Convert the lines below into a JSON list of strings with one string per line, omitting any blank lines.

Examples of mask labeling:
* * *

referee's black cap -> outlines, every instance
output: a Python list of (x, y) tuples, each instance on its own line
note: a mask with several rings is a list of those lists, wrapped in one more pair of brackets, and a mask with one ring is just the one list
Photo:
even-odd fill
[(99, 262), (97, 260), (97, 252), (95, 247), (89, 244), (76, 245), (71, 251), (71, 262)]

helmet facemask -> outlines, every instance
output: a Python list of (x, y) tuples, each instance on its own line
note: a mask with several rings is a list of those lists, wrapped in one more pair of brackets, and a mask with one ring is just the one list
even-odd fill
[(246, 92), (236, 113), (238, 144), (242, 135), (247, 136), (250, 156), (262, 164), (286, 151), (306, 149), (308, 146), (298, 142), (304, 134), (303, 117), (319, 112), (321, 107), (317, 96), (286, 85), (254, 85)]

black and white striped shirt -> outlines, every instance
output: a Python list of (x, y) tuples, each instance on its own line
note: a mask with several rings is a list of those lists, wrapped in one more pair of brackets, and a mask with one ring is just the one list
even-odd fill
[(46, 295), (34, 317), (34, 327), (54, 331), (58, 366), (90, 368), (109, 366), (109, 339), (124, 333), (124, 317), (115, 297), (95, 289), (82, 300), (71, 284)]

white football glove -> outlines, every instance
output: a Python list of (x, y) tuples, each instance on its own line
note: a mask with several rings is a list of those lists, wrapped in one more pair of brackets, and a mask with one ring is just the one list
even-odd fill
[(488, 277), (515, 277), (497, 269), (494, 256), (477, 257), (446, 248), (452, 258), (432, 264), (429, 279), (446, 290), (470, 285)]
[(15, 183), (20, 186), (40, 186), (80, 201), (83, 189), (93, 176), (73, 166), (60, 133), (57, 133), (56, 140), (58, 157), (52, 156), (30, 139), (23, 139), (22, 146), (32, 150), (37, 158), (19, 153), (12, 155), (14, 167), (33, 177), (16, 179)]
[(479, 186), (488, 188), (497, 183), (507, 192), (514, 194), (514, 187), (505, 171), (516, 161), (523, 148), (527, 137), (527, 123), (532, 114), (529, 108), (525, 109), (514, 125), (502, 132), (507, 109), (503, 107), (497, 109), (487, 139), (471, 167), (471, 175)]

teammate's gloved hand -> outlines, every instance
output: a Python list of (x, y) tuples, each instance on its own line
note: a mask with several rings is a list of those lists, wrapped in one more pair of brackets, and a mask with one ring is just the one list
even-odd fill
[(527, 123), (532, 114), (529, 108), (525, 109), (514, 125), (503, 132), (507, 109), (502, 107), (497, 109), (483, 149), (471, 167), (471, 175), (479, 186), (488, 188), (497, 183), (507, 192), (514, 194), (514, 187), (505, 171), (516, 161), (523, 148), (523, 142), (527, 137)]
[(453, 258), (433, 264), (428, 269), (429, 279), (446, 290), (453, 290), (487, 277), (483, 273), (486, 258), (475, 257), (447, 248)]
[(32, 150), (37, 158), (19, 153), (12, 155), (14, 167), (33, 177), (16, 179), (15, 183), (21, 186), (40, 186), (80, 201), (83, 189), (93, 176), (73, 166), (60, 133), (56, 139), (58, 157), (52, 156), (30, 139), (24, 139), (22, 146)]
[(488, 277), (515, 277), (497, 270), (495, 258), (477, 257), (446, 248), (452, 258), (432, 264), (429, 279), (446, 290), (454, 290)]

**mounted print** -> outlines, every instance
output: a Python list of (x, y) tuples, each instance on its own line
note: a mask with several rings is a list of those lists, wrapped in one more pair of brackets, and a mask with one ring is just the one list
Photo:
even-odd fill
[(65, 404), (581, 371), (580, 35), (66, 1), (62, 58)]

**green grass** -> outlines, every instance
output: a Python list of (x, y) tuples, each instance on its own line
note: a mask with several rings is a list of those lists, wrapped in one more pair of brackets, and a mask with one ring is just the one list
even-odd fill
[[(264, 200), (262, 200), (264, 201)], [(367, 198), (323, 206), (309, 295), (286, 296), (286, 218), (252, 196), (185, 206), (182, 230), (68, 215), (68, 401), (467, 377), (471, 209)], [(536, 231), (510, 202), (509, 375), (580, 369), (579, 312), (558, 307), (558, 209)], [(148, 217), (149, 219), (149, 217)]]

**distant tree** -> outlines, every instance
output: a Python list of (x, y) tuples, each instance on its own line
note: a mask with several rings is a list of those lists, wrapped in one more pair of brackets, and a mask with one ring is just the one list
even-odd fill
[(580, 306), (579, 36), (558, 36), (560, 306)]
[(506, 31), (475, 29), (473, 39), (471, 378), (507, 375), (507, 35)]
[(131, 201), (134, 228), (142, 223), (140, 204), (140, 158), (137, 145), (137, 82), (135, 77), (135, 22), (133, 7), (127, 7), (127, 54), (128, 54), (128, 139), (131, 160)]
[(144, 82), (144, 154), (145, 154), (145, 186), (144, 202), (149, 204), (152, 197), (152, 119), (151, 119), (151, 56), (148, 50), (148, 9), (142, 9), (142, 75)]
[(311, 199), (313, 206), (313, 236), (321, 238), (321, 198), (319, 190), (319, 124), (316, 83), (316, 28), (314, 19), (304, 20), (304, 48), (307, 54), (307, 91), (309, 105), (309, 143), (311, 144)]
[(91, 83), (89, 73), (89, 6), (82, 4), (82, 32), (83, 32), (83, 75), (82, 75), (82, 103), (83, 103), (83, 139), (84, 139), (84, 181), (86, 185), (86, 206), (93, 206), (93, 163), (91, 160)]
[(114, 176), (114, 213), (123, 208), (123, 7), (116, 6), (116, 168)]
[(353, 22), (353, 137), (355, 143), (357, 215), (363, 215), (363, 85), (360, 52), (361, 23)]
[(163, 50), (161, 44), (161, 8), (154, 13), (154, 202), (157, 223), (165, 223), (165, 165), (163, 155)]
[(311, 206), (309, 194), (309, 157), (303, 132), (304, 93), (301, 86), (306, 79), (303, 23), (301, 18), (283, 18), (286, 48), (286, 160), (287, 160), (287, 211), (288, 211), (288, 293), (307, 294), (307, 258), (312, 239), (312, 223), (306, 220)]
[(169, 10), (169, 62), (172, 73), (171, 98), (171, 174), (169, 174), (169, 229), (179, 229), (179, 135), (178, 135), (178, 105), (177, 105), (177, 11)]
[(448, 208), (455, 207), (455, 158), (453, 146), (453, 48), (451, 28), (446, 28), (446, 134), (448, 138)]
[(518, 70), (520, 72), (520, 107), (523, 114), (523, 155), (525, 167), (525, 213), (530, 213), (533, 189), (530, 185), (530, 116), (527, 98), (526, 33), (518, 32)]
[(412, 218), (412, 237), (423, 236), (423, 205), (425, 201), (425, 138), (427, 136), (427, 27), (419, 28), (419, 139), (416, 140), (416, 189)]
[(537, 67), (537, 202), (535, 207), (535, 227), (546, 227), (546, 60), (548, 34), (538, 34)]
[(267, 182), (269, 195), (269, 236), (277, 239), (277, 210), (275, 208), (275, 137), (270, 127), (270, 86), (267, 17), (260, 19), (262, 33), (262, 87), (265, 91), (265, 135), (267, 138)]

* * *

Solved exercise:
[
  "referee's black cap -> outlines, every instance",
  "output: a Python list of (x, y) tuples, each instance on its own line",
  "note: a mask with several rings is a list of those lists, wrapped in one more pair of brackets, and a mask with one ring is just the one list",
  "Photo:",
  "even-odd fill",
  "[(99, 262), (97, 260), (97, 252), (95, 247), (89, 244), (76, 245), (71, 251), (71, 262)]",
  "helmet facemask -> outlines, every instance",
  "output: a Python list of (x, y) tuples, each instance on its own line",
  "note: a mask with several rings is a list of those lists, wrapped in one more pair of brackets, and a mask with one ring is just the one list",
  "even-odd fill",
  "[(246, 92), (236, 113), (238, 144), (242, 135), (247, 136), (250, 156), (262, 164), (286, 151), (306, 149), (308, 146), (298, 142), (304, 134), (303, 117), (319, 112), (321, 107), (317, 96), (286, 85), (254, 85)]",
  "black and white striped shirt -> outlines, every instance",
  "output: a Python list of (x, y) tuples, each instance on its own line",
  "note: a mask with several rings is a list of those lists, wrapped in one more pair of brackets, and a mask with one ring is just the one list",
  "even-odd fill",
  "[(46, 295), (34, 317), (34, 327), (54, 331), (58, 366), (90, 368), (109, 366), (109, 339), (124, 333), (124, 317), (115, 297), (95, 289), (82, 300), (71, 284)]",
  "white football glove -> outlines, every instance",
  "output: a Python list of (x, y) tuples, each instance on its own line",
  "note: a mask with several rings is a list of those lists, wrapped in one more pair of brackets, and a mask with one ring is just the one list",
  "even-odd fill",
  "[(488, 277), (515, 277), (497, 269), (494, 256), (477, 257), (446, 248), (452, 258), (432, 264), (429, 279), (446, 290), (470, 285)]",
  "[(15, 183), (20, 186), (40, 186), (80, 201), (83, 189), (93, 176), (73, 166), (60, 133), (57, 133), (56, 140), (58, 157), (52, 156), (30, 139), (23, 139), (22, 146), (32, 150), (37, 158), (19, 153), (12, 155), (14, 167), (33, 177), (16, 179)]",
  "[(479, 186), (488, 188), (497, 183), (507, 192), (514, 194), (514, 187), (505, 171), (516, 161), (523, 148), (527, 137), (527, 123), (532, 114), (529, 108), (525, 109), (514, 125), (502, 132), (507, 109), (503, 107), (497, 109), (487, 139), (471, 167), (471, 175)]",
  "teammate's gloved hand -> outlines, every instance",
  "output: a Python list of (x, y) tuples, each instance on its own line",
  "note: a mask with several rings is a list of those lists, wrapped in one more pair of brackets, and a mask with one ring is just the one list",
  "even-odd fill",
  "[(527, 123), (532, 114), (529, 108), (525, 109), (514, 125), (503, 132), (507, 109), (502, 107), (497, 109), (483, 149), (471, 167), (471, 175), (479, 186), (488, 188), (497, 183), (507, 192), (514, 194), (514, 187), (505, 171), (516, 161), (523, 148), (523, 142), (527, 137)]",
  "[(453, 258), (433, 264), (428, 269), (429, 279), (446, 290), (453, 290), (487, 277), (483, 273), (486, 258), (475, 257), (447, 248)]",
  "[(32, 150), (37, 158), (19, 153), (12, 155), (14, 167), (33, 177), (16, 179), (15, 183), (21, 186), (40, 186), (80, 201), (83, 189), (93, 176), (73, 166), (60, 133), (56, 139), (58, 157), (52, 156), (30, 139), (24, 139), (22, 146)]",
  "[(488, 277), (515, 277), (497, 270), (495, 258), (477, 257), (446, 248), (452, 258), (432, 264), (429, 279), (446, 290), (454, 290)]",
  "**mounted print** -> outlines, every instance",
  "output: a Python list of (x, y) tuples, each instance on its own line",
  "note: a mask with several rings is a list of those lists, wrapped in one more pair of brackets, and a mask with one ring is just the one list",
  "Photo:",
  "even-odd fill",
  "[(65, 404), (581, 371), (580, 35), (66, 1), (62, 58)]",
  "**green grass** -> outlines, every instance",
  "output: a Python list of (x, y) tuples, each instance on its own line",
  "note: a mask with several rings is a list of those lists, wrapped in one more pair of brackets, and a mask with one ring is just the one list",
  "even-odd fill",
  "[[(264, 200), (262, 200), (264, 201)], [(367, 198), (323, 206), (309, 295), (286, 296), (286, 218), (252, 196), (185, 206), (182, 230), (68, 215), (68, 401), (467, 377), (471, 209)], [(536, 231), (510, 202), (509, 375), (580, 369), (579, 312), (558, 307), (558, 209)], [(148, 217), (149, 219), (149, 217)]]",
  "**distant tree** -> outlines, every instance",
  "output: a Python list of (x, y) tuples, each instance on its own line",
  "note: a mask with several rings is a list of those lists, wrapped in one more pair of brackets, and a mask with one ring is just the one list",
  "even-odd fill",
  "[(580, 306), (579, 36), (558, 36), (560, 306)]",
  "[(506, 31), (475, 29), (473, 39), (471, 378), (507, 375), (507, 35)]",
  "[(131, 201), (134, 228), (142, 223), (140, 204), (140, 158), (137, 145), (137, 82), (135, 77), (135, 22), (133, 7), (127, 7), (127, 54), (128, 54), (128, 139), (131, 160)]",
  "[(144, 82), (144, 154), (145, 154), (145, 186), (144, 202), (149, 204), (152, 197), (152, 119), (151, 119), (151, 56), (148, 50), (148, 9), (142, 9), (142, 75)]",
  "[(311, 199), (313, 206), (313, 236), (321, 238), (321, 198), (319, 190), (319, 124), (316, 83), (316, 28), (314, 19), (304, 20), (304, 48), (307, 54), (307, 91), (309, 105), (309, 143), (311, 144)]",
  "[(91, 83), (89, 73), (89, 6), (82, 4), (82, 32), (83, 32), (83, 75), (82, 75), (82, 103), (83, 103), (83, 139), (84, 139), (84, 181), (86, 185), (86, 206), (93, 206), (93, 163), (91, 160)]",
  "[(114, 176), (114, 213), (123, 208), (123, 7), (116, 6), (116, 168)]",
  "[(353, 22), (353, 137), (355, 143), (357, 215), (363, 215), (363, 85), (360, 52), (361, 23)]",
  "[(163, 50), (161, 44), (161, 8), (154, 13), (154, 202), (157, 223), (165, 223), (165, 165), (163, 155)]",
  "[(311, 206), (309, 194), (309, 157), (303, 132), (304, 93), (301, 86), (306, 79), (303, 23), (301, 18), (283, 18), (286, 48), (286, 160), (287, 160), (287, 211), (288, 211), (288, 293), (307, 294), (307, 258), (312, 239), (312, 223), (306, 220)]",
  "[(169, 10), (169, 62), (172, 73), (171, 98), (171, 174), (169, 174), (169, 229), (179, 229), (179, 135), (178, 135), (178, 105), (177, 105), (177, 11)]",
  "[(448, 208), (455, 207), (455, 158), (453, 146), (453, 48), (451, 28), (446, 28), (446, 134), (448, 138)]",
  "[(518, 70), (520, 72), (520, 107), (523, 114), (523, 155), (525, 167), (525, 213), (530, 213), (533, 189), (530, 185), (530, 116), (527, 98), (526, 33), (518, 32)]",
  "[(412, 218), (412, 237), (423, 236), (423, 205), (425, 201), (425, 138), (427, 136), (427, 27), (419, 28), (419, 139), (416, 140), (416, 189)]",
  "[(537, 67), (537, 202), (535, 207), (535, 227), (546, 227), (546, 60), (548, 34), (538, 34)]",
  "[(267, 182), (269, 195), (269, 236), (277, 239), (277, 210), (275, 208), (275, 137), (270, 127), (270, 86), (267, 17), (260, 19), (262, 33), (262, 87), (265, 91), (265, 135), (267, 138)]"
]